** Opening DATA TO PROCESS block **

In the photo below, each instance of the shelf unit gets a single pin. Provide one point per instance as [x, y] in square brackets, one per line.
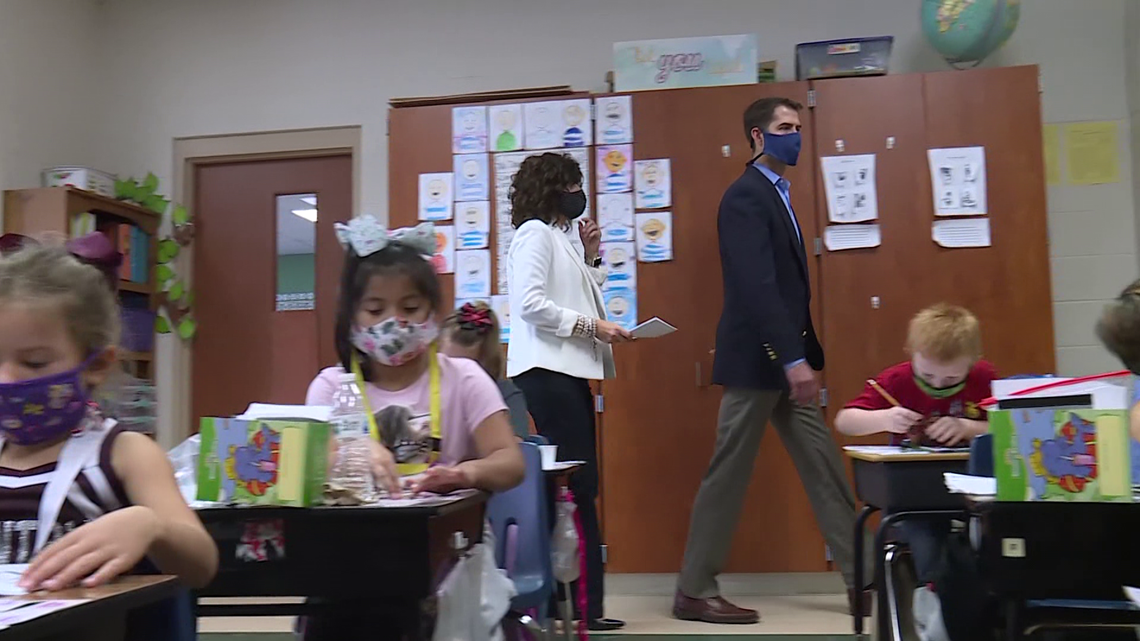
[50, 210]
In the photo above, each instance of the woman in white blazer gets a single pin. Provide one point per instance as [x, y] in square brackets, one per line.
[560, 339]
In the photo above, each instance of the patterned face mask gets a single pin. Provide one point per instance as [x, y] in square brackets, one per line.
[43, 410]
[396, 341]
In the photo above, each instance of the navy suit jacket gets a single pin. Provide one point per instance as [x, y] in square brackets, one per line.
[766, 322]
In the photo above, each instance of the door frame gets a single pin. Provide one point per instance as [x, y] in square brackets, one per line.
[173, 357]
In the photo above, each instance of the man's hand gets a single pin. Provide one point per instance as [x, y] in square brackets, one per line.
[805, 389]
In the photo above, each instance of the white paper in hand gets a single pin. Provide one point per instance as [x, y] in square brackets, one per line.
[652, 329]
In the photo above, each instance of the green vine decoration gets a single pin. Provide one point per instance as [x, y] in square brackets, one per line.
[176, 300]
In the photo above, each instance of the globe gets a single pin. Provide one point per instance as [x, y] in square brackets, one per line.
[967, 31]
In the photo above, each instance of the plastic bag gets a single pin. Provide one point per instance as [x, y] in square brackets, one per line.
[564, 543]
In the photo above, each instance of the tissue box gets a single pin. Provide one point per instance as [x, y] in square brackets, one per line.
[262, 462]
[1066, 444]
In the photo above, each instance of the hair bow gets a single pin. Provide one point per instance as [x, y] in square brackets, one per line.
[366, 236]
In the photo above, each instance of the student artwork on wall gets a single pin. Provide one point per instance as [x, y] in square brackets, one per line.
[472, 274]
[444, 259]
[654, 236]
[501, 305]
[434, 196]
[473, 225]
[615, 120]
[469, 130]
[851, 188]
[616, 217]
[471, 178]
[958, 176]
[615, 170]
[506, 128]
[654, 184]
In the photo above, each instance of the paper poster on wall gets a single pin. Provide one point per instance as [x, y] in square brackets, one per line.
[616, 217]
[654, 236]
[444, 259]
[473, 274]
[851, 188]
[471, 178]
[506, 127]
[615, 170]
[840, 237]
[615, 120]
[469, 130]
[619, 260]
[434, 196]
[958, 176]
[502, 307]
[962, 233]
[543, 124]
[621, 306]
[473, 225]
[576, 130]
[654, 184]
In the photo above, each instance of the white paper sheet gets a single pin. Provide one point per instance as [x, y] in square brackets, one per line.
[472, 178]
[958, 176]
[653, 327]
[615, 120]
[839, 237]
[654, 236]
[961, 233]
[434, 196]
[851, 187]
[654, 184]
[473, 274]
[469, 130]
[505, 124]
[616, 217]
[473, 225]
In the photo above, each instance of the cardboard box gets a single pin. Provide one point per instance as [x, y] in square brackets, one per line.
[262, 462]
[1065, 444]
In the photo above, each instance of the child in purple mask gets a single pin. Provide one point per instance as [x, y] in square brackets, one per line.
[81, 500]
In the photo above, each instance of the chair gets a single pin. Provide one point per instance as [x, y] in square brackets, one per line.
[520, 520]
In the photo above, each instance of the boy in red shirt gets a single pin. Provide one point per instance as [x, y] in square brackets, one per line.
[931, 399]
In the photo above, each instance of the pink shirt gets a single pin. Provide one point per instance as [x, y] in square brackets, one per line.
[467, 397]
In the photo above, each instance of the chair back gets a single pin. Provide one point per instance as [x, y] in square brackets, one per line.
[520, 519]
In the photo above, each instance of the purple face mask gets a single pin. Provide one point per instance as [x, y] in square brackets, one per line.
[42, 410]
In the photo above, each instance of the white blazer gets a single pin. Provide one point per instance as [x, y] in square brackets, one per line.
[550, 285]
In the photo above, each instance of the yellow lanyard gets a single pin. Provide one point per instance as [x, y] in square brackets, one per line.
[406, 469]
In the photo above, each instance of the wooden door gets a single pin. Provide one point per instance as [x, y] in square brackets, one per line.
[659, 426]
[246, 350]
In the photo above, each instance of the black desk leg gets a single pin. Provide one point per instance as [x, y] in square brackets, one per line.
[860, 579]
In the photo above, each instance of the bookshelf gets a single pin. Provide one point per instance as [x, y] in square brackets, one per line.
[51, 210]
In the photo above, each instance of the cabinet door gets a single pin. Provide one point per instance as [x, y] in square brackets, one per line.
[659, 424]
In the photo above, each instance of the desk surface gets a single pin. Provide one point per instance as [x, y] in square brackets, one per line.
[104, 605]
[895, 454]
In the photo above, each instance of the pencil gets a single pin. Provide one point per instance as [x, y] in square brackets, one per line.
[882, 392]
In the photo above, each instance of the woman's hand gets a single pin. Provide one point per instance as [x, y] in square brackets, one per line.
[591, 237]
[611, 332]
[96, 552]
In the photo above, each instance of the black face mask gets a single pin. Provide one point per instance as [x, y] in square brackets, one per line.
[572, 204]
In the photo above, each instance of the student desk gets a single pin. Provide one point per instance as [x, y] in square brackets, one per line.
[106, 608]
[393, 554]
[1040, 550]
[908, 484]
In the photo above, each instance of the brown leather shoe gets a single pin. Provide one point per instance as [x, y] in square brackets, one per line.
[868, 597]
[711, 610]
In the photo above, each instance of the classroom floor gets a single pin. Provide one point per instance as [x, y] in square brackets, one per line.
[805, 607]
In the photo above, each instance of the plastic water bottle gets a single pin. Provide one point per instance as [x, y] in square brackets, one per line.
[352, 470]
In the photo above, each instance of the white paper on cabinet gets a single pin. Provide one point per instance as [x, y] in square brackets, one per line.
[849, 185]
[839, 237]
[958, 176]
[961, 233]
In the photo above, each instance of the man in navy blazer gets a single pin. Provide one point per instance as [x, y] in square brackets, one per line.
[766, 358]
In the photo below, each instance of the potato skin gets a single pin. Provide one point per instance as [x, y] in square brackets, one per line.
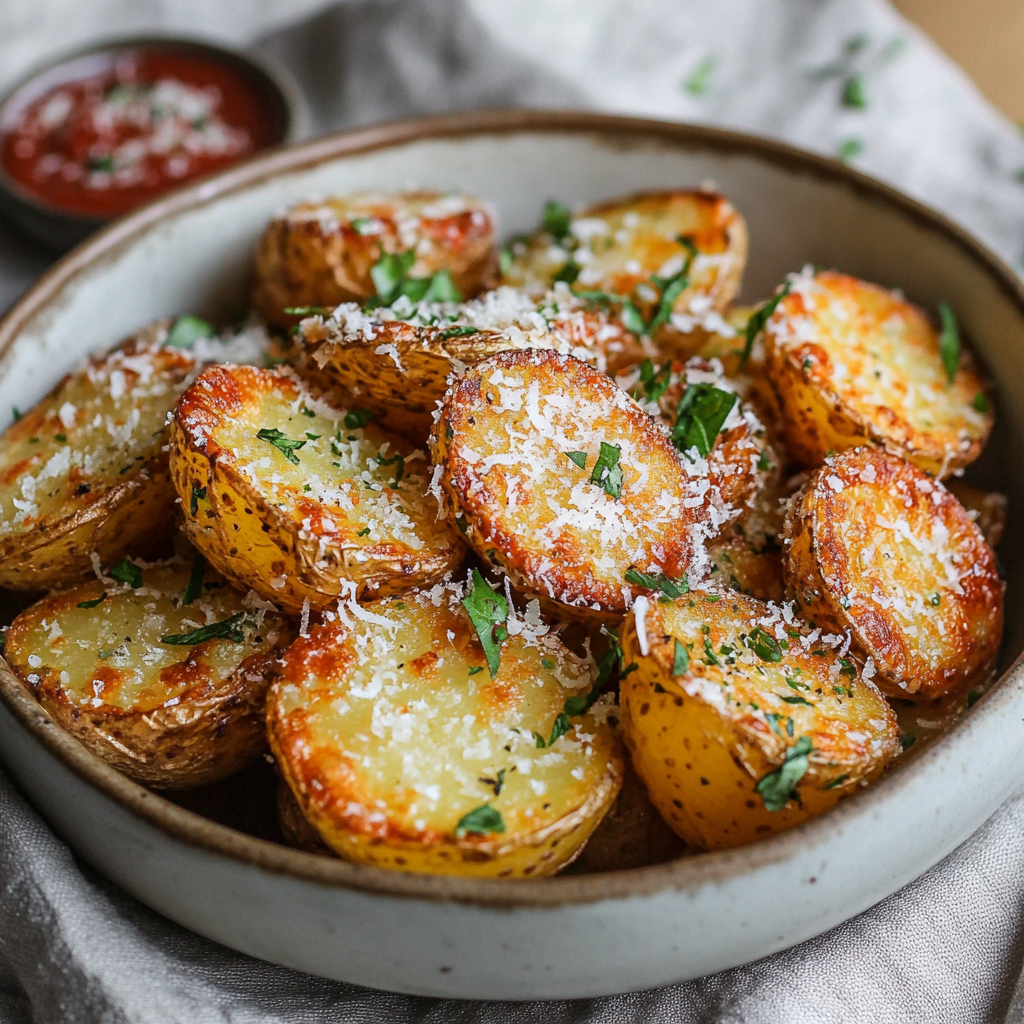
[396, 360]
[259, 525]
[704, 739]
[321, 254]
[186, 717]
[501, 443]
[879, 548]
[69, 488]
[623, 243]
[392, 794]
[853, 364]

** Closing DATA TO PROCESS block **

EXERCISE DIRECTIONS
Above are the records; copy them exactly without the pictures.

TASK SOLUTION
In the photo below, each instance of the shelf unit gets a single pin. Provide one point per instance as [x, y] in square brackets, one per line.
[50, 210]
In the photo above, each instance of the woman in white blazer gets a single pin. Provide one point per instance as [x, y] in square brackets, one per line.
[560, 339]
In the photo above, each instance of the patterned face mask gets a single pin. Provide one point per instance as [x, y] in square brackets, one per line.
[43, 410]
[396, 341]
In the photo above, each instance of the navy suit jacket gets a single pin. Provide one point per instance as [x, y] in square brackets, one per line.
[766, 322]
In the photo above, each instance of the door frame gets a single pin. Provide one point per instance as [x, y] in square brackets, one per line.
[173, 357]
In the photo above, each instance of the man's hand gets a single pin. Provide one point per instance as [x, y] in square brackets, one per line.
[805, 389]
In the photo above, each instance of the white paper in hand gets a single pin. Provide one point per instance as [x, y] in square brackets, one per line.
[652, 329]
In the photo above, each instance of the green vine decoration gets a single pin. Provide one point per instance as [x, y] in square brackets, one per line.
[176, 300]
In the photo above, each instance of the globe gets a single pin. Provide one point per instance as [x, y] in square brackets, one per line.
[967, 31]
In the photo above, each instance of the plastic bag gets a single pin. Provide one point per instance as [x, y] in square brackets, one per line.
[564, 543]
In the photo above, each instance of the tissue box gets a single pin. Provide one point per instance as [x, y] in square brackets, one per line.
[262, 462]
[1066, 444]
In the photo above, each instance of the hair bow gets a single pin. Provide one point per instance as [x, y] in square brackets, one per line.
[366, 236]
In the photo above, each instance of the student artwork on wall gets a single pin. Provide one point per instance as [x, y] in square brackets, one per line.
[472, 274]
[444, 259]
[654, 236]
[501, 305]
[434, 196]
[473, 225]
[615, 120]
[469, 130]
[851, 188]
[616, 217]
[471, 178]
[958, 176]
[615, 170]
[506, 128]
[654, 184]
In the photo above, each instance of the paper poster on wall gets a single pin. Provide one point per instance as [x, y] in square brackets, one per line.
[616, 217]
[654, 236]
[444, 259]
[473, 274]
[851, 188]
[471, 178]
[506, 127]
[615, 170]
[840, 237]
[615, 120]
[469, 130]
[619, 260]
[434, 196]
[958, 176]
[502, 307]
[962, 233]
[543, 124]
[621, 306]
[473, 225]
[576, 130]
[654, 184]
In the photo above, each instance of the white paper sheet gets a single pin. Provide one point per instance as [x, y] in square brackets, one per line.
[472, 178]
[958, 176]
[653, 327]
[615, 120]
[839, 237]
[654, 236]
[961, 233]
[434, 196]
[851, 187]
[654, 184]
[473, 274]
[469, 130]
[505, 124]
[616, 217]
[473, 225]
In the photo above, each instance of the cardboard box gets a single pin. Provide one point per instance as [x, y] in square brackets, one per line.
[262, 462]
[1065, 444]
In the photo above, each instance of the child in purple mask gets a single pin. Provide one point per instance as [x, y] in square brackets, one per line.
[81, 500]
In the photo above, each instance of the chair gets a single pin. Provide one point per instance as [x, y] in square brackets, one per line.
[520, 520]
In the photo above, each instance of the boy in red shirt gets a single pin. Provide one point per instance as [x, y] in square brackets, one per line.
[931, 399]
In the photo above, each instance of the pink shirt gets a single pin. Provide one point per instance as [x, y] in square brackets, one per line.
[467, 397]
In the photo above, each instance of the chair back gets a single pin. Provide one point per instance as [x, y] in square brackets, one per line.
[520, 519]
In the photo above, each instance of the purple face mask gets a single pin. Provide one point per instance as [x, y] in square brackets, one per line.
[42, 410]
In the photo above, each instance of the white blazer gets a single pin. Provide one point per instance as [x, y] in square brackets, one per line.
[550, 285]
In the photo above, each instance of the yellow lanyard gets a single pin. Provide one point per instance as [x, y] in square brackets, one per line.
[406, 469]
In the photo above, each instance of the wooden door gets a single pin. Provide one point per instance as [x, y] in square brackets, one per line.
[659, 426]
[246, 350]
In the photo above, each instance of the black desk leg gets a single pin. Provide one point per instance as [x, y] in square brackets, one per line.
[860, 579]
In the photo above, each instance of the bookshelf gets a single pin. Provide one point per instance as [x, y] in square brackets, one per line.
[51, 210]
In the photo above, each instance of the cabinet door gets a single pin. Provide one point per instance as [x, y] in square brackets, one per line.
[659, 424]
In the photo above, each instance of the desk surface gets a single pin. Provide one point per instance as [x, y] in square brackets, one per line.
[104, 605]
[895, 454]
In the photo above, each instance of the pencil gets a single pin. Provide one point per instance as [x, y] in square brackets, one per line.
[882, 392]
In the photo above, each instance of the woman's hand gets a single pin. Provide one point per instance as [x, y] in square brackets, one per line.
[591, 237]
[611, 332]
[96, 552]
In the photo above, each instance of the black face mask gets a single pin. Provide one point per instance as [x, y] in square brackets, one per line.
[572, 204]
In the photo above, each instance of the student desk gets a single pin. Provide one point per instance as [x, y] in square brackets, one per line.
[106, 608]
[393, 554]
[1040, 550]
[908, 484]
In the photo above, each instance of the brown leather shoe gets a single pin. Provide one point per instance as [x, y] in square brackets, one per line.
[868, 597]
[711, 610]
In the photo above, each instance of the classroom floor gets a single pin. Provide one point per instance as [x, y] in square brackets, one per line.
[805, 607]
In the photo above, each instance of the plastic water bottle gets a single pin. Provide one point per instance as [x, y] in square brackets, one per line.
[352, 470]
In the photo above, each instance of the white paper on cabinet gets a single pin. Provide one point per instance as [x, y] in square brackets, one per line.
[849, 185]
[839, 237]
[958, 176]
[961, 233]
In the photo above, each instance of the man in navy blazer gets a single pin. Provide one point per instance as [x, y] in square brackets, one per line.
[766, 358]
In the photo below, each instance of the potato skin gets a single pin. Provide one point per instance as [x, y] in square brackets, one per line.
[396, 360]
[259, 525]
[704, 739]
[321, 254]
[186, 717]
[501, 443]
[879, 548]
[69, 488]
[623, 243]
[392, 794]
[853, 364]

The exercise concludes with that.